**Text extract**
Truly, there isnt. Every one of us is looking for something here or we would not be here. The means that we go about getting it is an invention within each and every one of us. It is designed and built for who we are. It is a process that we learn about ourselves. I know full well this is a bad guy. I'm meeting him in a very public place. I'm quite certain he has an agenda. Perhaps he is the smart one to make it public. I can only go so far out of control in public. This man did the most unspeakable things to me but you know what, he cant anymore. Do I have a feeling about them? You bet I do. I'm not afraid of making a scene anywhere. I've sat in public with him when he loudly called black people the N word and scolded me for being unable to orgasm and denied me the right to cry because he could "not stand that shit". I'm not afraid of him anymore. I do not think this will be a set back for me. It took me a long time to think I'm ready to face him. I won't know until Tuesday if I really am but I have learned to believe in me. I don't think it will be easy or fun but he's not going to corner me or convince me of anything. I know full well what I've been through and had to survive at his hands and my bad choice in him. No, I will no longer run or hide from a bully. Whatever he thinks he will get from this meeting, he's not getting it. Whatever I think I am, I am. Because I am ready to face my abuser. Maybe he wont give it to me but the mere fact that I get to stand there and tell him and then walk away, well I think that's enough for me. Every one of us knows what we need for healing. There is no specific recipe that works for any one individual. We're our own cookbook. Here's my recipe and I guarentee no one else has the same: Take 36 months of an N, control, manipulation and mind fucking -35 months of self Add 100 + times being called a whore, add more for flavor Remove all certainty and sense of self Add a dash of pure hell and a pinch of rape Puree self worth and conviction Add every cup of your money Bake in hell until it looks way over done and remove Apply cool, soothing, educated compresses to this recipe and you have one firm, smart Epiphany. I know what I can handle or at least think I can. I know every covert thing he thinks he can play on me. Thanks to what I've learned here I do think I can face him and walk away feeling better about me.

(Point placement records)
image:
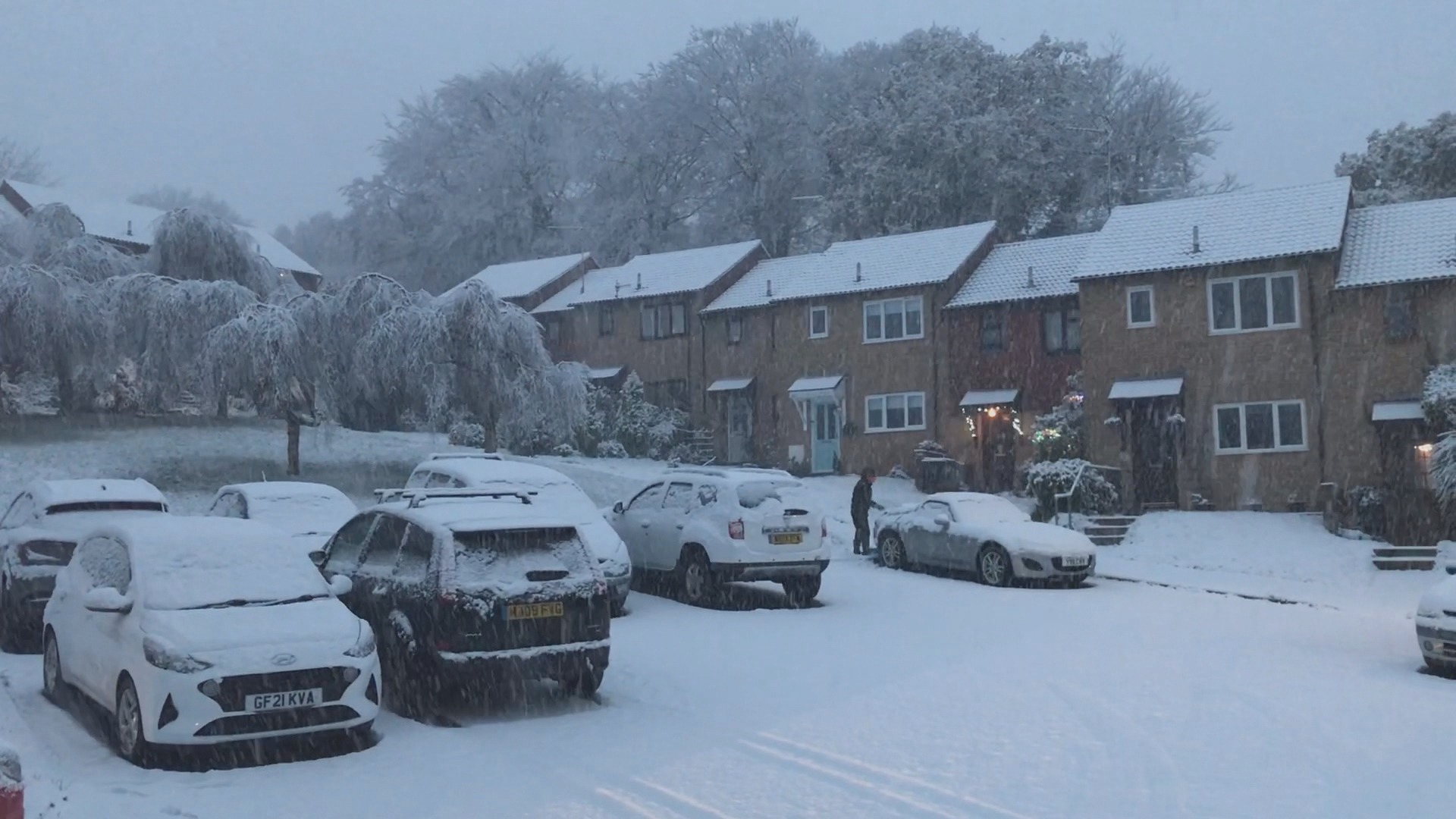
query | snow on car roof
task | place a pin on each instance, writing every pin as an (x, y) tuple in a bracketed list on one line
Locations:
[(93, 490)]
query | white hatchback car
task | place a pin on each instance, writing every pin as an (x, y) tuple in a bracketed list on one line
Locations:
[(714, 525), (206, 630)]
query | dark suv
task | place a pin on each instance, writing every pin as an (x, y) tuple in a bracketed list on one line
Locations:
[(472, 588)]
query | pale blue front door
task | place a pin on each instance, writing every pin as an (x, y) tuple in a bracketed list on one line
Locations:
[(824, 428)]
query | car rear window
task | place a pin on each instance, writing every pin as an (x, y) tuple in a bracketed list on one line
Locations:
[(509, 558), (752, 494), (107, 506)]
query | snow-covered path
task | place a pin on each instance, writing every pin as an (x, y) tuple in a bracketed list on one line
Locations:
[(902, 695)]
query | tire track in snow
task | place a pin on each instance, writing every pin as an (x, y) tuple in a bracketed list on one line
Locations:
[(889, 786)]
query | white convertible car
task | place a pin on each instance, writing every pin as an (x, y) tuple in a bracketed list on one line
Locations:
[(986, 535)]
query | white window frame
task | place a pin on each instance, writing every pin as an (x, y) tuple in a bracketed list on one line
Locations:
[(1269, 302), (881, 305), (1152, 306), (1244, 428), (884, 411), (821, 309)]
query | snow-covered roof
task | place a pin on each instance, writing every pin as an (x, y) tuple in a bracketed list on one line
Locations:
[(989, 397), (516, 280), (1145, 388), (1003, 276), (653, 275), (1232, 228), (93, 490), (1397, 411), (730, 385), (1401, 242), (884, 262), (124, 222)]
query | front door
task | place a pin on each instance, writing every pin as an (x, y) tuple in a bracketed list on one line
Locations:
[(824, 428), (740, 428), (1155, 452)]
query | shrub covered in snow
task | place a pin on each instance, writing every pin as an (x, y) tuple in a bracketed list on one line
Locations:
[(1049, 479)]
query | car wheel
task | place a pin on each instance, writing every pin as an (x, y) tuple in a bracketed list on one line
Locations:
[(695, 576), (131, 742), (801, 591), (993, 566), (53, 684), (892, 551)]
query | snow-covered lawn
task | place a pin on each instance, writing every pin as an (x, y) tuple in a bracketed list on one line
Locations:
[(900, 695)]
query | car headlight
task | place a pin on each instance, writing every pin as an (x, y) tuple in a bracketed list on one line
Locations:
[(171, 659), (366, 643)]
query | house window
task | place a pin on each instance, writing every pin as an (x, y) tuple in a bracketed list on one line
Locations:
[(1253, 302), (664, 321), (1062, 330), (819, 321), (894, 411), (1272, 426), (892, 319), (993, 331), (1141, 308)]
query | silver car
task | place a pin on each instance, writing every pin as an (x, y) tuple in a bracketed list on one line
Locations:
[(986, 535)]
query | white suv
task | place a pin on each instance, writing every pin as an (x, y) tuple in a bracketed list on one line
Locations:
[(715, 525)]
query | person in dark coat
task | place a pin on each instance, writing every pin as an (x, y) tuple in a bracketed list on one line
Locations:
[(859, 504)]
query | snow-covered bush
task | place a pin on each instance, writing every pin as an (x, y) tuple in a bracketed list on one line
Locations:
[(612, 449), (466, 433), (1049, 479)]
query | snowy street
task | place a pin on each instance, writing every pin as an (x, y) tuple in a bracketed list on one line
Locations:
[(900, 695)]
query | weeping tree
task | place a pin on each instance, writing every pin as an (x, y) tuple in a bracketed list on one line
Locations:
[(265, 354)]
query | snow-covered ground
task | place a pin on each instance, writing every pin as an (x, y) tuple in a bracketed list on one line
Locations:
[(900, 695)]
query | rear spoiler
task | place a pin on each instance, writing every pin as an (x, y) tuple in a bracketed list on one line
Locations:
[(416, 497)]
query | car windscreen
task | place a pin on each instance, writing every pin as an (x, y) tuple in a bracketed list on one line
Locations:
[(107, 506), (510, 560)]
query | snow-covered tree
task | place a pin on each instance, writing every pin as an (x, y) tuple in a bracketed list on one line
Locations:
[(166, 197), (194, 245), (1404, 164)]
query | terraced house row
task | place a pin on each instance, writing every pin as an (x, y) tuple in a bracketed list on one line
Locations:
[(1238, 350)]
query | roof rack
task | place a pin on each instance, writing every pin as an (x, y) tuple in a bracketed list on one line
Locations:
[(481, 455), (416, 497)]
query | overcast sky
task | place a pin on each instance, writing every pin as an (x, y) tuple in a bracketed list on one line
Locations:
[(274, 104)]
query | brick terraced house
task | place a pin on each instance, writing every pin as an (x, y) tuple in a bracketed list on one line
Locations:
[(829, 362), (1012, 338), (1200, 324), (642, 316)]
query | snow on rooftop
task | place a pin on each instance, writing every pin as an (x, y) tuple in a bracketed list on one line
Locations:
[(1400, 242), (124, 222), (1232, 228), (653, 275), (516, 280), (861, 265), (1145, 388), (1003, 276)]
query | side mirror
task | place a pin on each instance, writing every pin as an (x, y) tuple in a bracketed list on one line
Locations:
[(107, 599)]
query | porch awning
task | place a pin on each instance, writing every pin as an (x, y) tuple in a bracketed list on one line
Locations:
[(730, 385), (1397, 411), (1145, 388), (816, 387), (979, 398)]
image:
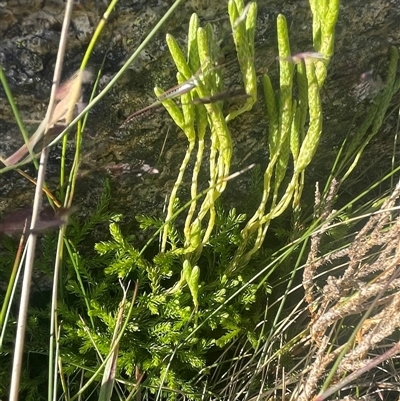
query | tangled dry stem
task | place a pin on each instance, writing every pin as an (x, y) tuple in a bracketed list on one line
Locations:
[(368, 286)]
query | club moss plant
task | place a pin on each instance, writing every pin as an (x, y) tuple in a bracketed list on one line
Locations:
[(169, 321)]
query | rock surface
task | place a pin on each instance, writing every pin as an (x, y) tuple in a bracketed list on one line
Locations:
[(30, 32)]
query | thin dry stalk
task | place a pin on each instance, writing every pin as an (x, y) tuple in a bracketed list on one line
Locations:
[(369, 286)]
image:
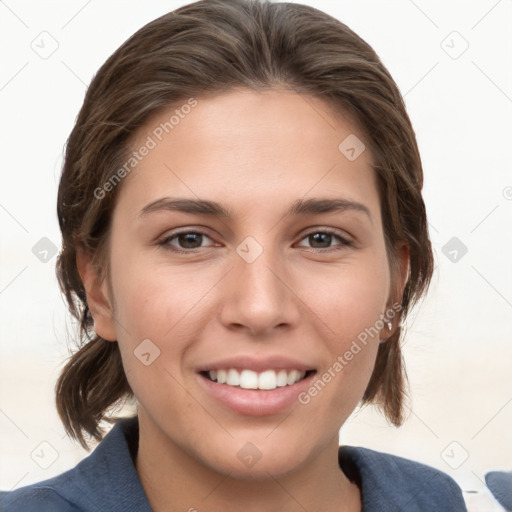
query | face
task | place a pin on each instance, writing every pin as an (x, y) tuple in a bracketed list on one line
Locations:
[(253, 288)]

* * *

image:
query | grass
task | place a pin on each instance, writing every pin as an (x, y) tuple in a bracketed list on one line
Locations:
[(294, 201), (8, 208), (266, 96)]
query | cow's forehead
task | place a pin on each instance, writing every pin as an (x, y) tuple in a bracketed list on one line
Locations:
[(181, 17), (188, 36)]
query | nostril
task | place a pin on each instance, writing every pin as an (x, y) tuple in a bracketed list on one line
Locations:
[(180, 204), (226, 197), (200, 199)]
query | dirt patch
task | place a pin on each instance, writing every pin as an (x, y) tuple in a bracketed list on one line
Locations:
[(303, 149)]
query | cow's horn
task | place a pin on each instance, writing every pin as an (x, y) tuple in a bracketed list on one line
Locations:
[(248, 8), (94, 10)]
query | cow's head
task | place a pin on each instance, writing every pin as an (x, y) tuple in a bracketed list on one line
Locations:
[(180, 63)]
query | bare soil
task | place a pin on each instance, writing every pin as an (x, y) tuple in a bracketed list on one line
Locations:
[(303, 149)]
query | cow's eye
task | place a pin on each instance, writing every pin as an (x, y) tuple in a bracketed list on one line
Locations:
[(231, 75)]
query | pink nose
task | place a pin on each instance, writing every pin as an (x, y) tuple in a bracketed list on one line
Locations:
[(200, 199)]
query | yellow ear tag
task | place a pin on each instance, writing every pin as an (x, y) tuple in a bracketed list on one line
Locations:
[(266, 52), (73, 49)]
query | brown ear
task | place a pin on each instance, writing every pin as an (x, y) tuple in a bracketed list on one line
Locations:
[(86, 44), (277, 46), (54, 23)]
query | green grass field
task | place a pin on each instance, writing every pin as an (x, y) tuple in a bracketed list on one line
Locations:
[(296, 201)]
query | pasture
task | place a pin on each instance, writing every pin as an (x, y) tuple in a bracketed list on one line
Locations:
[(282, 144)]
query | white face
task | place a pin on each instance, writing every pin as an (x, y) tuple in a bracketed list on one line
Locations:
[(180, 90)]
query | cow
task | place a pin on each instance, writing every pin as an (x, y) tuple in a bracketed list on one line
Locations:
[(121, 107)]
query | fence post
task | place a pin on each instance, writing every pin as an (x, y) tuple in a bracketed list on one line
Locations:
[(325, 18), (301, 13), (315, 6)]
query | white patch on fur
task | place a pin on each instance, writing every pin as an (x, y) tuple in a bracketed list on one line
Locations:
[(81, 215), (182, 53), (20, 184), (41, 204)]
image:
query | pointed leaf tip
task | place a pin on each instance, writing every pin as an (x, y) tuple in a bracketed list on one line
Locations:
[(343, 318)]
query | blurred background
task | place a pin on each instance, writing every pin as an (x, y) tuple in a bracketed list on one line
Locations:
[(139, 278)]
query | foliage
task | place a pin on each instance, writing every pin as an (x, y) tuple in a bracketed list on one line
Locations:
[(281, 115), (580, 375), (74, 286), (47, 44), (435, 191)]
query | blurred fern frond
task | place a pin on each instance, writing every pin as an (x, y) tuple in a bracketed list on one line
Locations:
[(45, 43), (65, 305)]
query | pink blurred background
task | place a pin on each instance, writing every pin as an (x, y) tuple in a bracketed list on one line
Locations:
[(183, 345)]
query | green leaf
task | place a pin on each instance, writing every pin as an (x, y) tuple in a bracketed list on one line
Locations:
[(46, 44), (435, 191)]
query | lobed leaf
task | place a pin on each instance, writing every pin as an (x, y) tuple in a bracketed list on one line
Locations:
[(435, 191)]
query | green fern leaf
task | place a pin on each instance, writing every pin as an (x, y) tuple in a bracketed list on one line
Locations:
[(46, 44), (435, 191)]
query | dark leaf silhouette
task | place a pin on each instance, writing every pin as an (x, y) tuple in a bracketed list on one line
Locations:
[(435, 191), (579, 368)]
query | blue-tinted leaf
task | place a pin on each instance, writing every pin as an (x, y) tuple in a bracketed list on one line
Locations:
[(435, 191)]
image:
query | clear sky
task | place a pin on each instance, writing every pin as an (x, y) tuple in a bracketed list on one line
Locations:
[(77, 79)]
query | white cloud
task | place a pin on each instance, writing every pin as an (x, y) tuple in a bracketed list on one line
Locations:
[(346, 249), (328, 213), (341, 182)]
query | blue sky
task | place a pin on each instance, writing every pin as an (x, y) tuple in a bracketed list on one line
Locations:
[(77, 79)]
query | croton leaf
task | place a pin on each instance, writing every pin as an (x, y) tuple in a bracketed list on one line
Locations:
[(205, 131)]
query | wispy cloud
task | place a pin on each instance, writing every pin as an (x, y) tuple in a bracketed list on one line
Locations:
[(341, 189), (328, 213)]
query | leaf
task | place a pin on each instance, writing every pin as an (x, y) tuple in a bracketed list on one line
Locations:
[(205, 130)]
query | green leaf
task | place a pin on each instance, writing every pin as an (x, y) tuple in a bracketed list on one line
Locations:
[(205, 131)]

--

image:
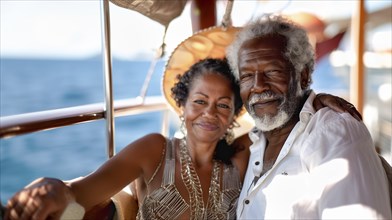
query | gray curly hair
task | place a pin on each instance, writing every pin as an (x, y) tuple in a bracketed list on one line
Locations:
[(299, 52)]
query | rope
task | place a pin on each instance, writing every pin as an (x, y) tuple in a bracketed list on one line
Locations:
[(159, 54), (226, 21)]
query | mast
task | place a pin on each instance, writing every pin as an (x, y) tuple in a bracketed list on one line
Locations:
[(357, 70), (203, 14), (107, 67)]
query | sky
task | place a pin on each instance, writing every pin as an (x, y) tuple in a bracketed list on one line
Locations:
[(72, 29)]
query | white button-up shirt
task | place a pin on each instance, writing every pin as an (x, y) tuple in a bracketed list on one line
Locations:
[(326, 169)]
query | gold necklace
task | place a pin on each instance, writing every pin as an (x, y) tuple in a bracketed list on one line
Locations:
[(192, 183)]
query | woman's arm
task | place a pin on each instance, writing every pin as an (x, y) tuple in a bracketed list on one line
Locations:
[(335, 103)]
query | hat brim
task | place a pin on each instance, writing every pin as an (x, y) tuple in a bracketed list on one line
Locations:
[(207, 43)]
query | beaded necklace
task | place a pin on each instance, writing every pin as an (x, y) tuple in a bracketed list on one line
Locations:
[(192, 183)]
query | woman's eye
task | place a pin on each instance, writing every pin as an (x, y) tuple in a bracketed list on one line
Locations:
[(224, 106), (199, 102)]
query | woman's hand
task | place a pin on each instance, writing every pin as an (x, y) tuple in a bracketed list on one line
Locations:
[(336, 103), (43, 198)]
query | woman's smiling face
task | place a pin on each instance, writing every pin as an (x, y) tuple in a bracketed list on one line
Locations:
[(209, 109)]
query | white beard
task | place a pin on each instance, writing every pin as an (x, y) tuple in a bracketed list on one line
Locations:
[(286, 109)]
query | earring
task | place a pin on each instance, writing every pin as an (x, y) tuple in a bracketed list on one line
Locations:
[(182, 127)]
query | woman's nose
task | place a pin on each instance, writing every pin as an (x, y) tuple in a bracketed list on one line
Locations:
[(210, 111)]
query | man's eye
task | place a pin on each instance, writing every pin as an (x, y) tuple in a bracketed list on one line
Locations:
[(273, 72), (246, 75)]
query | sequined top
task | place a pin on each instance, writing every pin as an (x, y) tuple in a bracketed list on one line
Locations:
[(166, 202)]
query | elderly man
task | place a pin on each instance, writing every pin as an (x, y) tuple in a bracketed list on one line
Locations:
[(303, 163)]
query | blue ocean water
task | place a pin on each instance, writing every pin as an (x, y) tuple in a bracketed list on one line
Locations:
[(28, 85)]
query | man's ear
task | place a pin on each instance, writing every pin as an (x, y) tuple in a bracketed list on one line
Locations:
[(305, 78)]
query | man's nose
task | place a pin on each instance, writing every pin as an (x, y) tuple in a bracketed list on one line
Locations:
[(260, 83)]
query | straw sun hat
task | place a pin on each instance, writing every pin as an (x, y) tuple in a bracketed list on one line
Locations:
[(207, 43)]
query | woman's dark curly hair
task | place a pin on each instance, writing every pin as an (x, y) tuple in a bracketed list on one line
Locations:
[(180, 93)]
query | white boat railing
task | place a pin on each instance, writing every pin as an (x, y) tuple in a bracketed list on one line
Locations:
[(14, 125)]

**Short exercise**
Using the text about facing an abuser, answer these questions:
1. What kind of place is the meeting set in?
2. On what day will the writer know whether they are truly ready?
3. How many months does the recipe say to take at the start?
You won't need the entries to complete this.

**Written answer**
1. A very public place.
2. Tuesday.
3. 36 months.